### What to do
Reproduce the data below with "leafy vegetation" changed to "green foliage" wherever it occurs and every other part left intact. Omit the pictures.

start Provided records

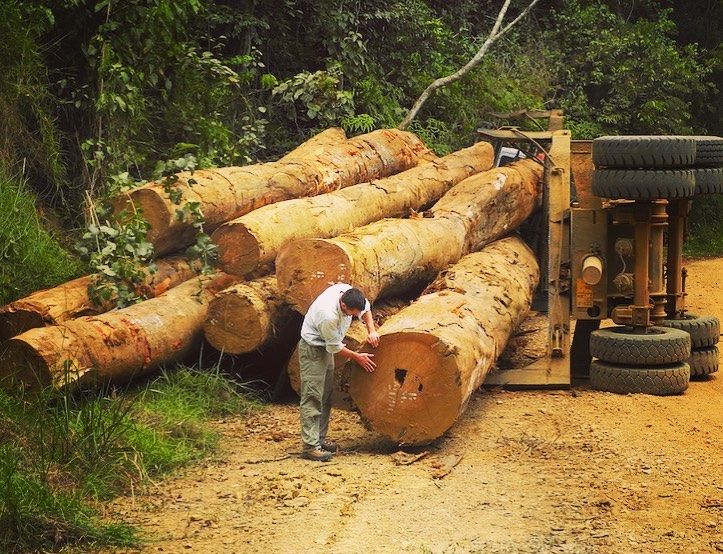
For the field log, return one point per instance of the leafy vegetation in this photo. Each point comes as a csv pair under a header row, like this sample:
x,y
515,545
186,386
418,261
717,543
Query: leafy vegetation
x,y
30,257
61,453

end Provided records

### Output for this exercise
For the field log, return one point per instance of the green foliage in this photo. Each point comes as a csv pair under a header row, like this sample:
x,y
515,545
186,386
418,261
717,543
Query: green foliage
x,y
30,257
61,453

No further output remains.